### Tarea a realizar
Convierte en una lista breve el párrafo del texto que empieza por «Al llegar aquí, hace cinco años» y conserva sus datos principales.

### Texto proporcionado
═══

No era lo suyo. “Te enseñan a defender al poderoso. A encontrar los resquicios legales para proteger ante la ley al que tiene dinero”, cuenta. Empezó a combinar sus estudios con varios trabajos de camarera para poder enviar dinero a su familia, y terminó dejando unos estudios que no le gustaban. Era la época de Sarkozy, con una políticas de extranjería muy dura, y al abandonar la facultad perdió también el permiso de residencia. Decidió entonces probar suerte en Barcelona, donde también tenía a una tía, con la que aún vive, y lo hará hasta que regrese a Mbour, cuando termine la carrera, como tiene muy claro que hará. Ambas cosas.

Al llegar aquí, hace cinco años, se dio cuenta que las cosas aquí eran aún más difíciles que en Francia. Primero, por el idioma. Ella dominaba el francés, pero no tenía ni idea de castellano. “En seguida vi que aquí, sin papeles, no tenía ninguna oportunidad, y me puse a hacer trenzas en la playa, la experiencia más horrible de mi vida“, recuerda. “No entendía aquella persecución policial tan desproporcionada. Nos trataban peor que a un terrorista. ¡Por hacer trenzas! Los agentes nos obligaban a desnudarnos para buscar dónde guardáramos el dinero. Una pesadilla…”, prosigue. Aguantó dos meses, un verano, y se pasó a la manta.

“Si me tenían que perseguir, que fuera por algo. No vendía nada falsificado porque como sabía algo de leyes, sabía que podía tener problemas serios por la propiedad industrial, así que me centré en la bisutería, los imanes, los abanicos… En los cuatro años que estuve vendiendo en la calle, sobre todo en el puerto, me negué siempre a correr. Se acabó el tiempo en el que los negros tenemos que correr perseguidos por los blancos“, sentencia.

═══

### Información registrada
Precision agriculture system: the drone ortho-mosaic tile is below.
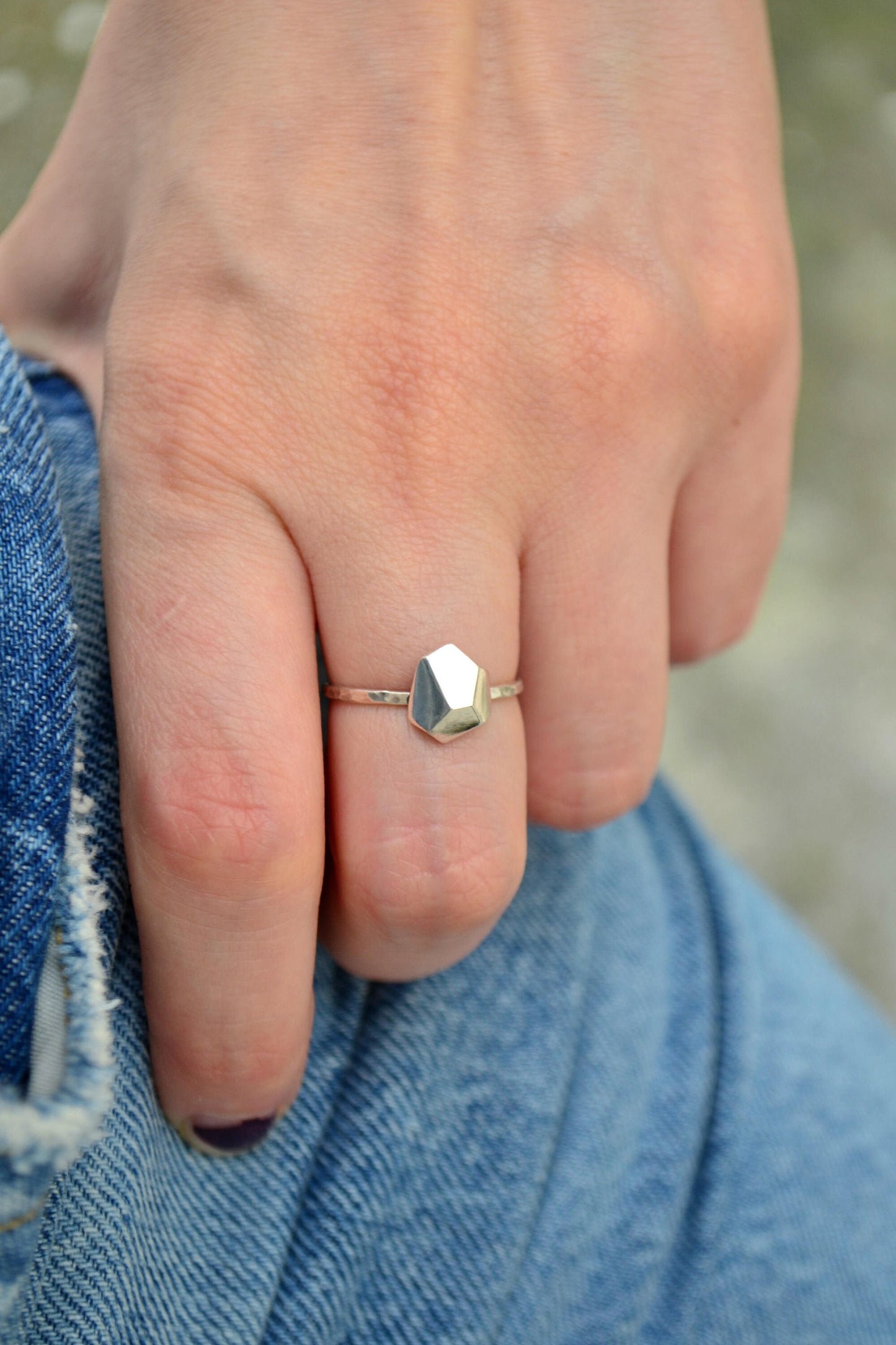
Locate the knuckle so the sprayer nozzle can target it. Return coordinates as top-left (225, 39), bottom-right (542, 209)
top-left (697, 241), bottom-right (799, 403)
top-left (153, 1022), bottom-right (299, 1110)
top-left (530, 756), bottom-right (655, 831)
top-left (559, 250), bottom-right (677, 398)
top-left (672, 593), bottom-right (759, 663)
top-left (102, 316), bottom-right (258, 494)
top-left (348, 827), bottom-right (525, 944)
top-left (137, 760), bottom-right (313, 888)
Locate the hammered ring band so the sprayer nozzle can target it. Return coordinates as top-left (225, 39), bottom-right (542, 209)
top-left (324, 644), bottom-right (523, 743)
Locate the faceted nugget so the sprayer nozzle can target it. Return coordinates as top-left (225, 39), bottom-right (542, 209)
top-left (409, 644), bottom-right (492, 743)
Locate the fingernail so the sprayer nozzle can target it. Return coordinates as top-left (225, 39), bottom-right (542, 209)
top-left (177, 1114), bottom-right (277, 1158)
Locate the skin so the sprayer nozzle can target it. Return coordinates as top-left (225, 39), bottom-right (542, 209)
top-left (0, 0), bottom-right (798, 1140)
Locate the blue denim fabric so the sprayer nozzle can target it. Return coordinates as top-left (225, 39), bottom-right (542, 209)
top-left (0, 328), bottom-right (896, 1345)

═══

### La respuesta
- Llegó a Barcelona hace cinco años y vio que las cosas eran aún más difíciles que en Francia.
- El primer obstáculo fue el idioma: dominaba el francés, pero no sabía nada de castellano.
- Sin papeles no tenía ninguna oportunidad, así que se puso a hacer trenzas en la playa, la experiencia más horrible de su vida.
- Sufrió una persecución policial desproporcionada, y los agentes las obligaban a desnudarse para buscar dónde guardaban el dinero.
- Aguantó dos meses, un verano, y después se pasó a la manta.